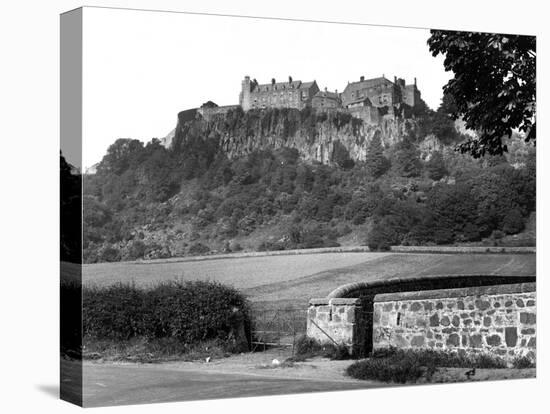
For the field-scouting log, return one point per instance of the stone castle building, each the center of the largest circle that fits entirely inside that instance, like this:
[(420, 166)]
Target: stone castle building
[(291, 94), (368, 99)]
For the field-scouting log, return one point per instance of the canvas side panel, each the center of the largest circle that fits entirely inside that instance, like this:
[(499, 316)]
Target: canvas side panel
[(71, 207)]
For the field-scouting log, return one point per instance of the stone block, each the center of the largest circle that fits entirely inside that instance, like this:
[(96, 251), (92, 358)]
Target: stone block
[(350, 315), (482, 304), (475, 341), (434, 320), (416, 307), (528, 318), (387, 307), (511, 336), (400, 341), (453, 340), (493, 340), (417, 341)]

---*---

Rewrite the items above with "field-scouting log" changed to "site survey notes" everywhere and every other line left the same. Leave the pictures out of your answer.

For the site survey notes, return one point per instance of the stone castle building, each the center of the largest circle that fits entirely inside that instance, like this:
[(420, 166)]
Target: stone castle building
[(291, 94), (368, 99)]
For the site survey notes, return one point per instance of the canvas side panel, each the center of the largest circle that fits entirely inside that instance, like this:
[(499, 316)]
Target: canvas side panel
[(71, 207)]
For the site survey notes, return one point per instance of the stone block, each the center of the largest circle that fits entirely inside that instance, like this:
[(96, 251), (92, 358)]
Target: stone block
[(350, 315), (482, 304), (475, 341), (434, 320), (416, 307), (528, 318), (387, 307), (511, 336), (400, 341), (453, 340), (493, 340), (417, 341)]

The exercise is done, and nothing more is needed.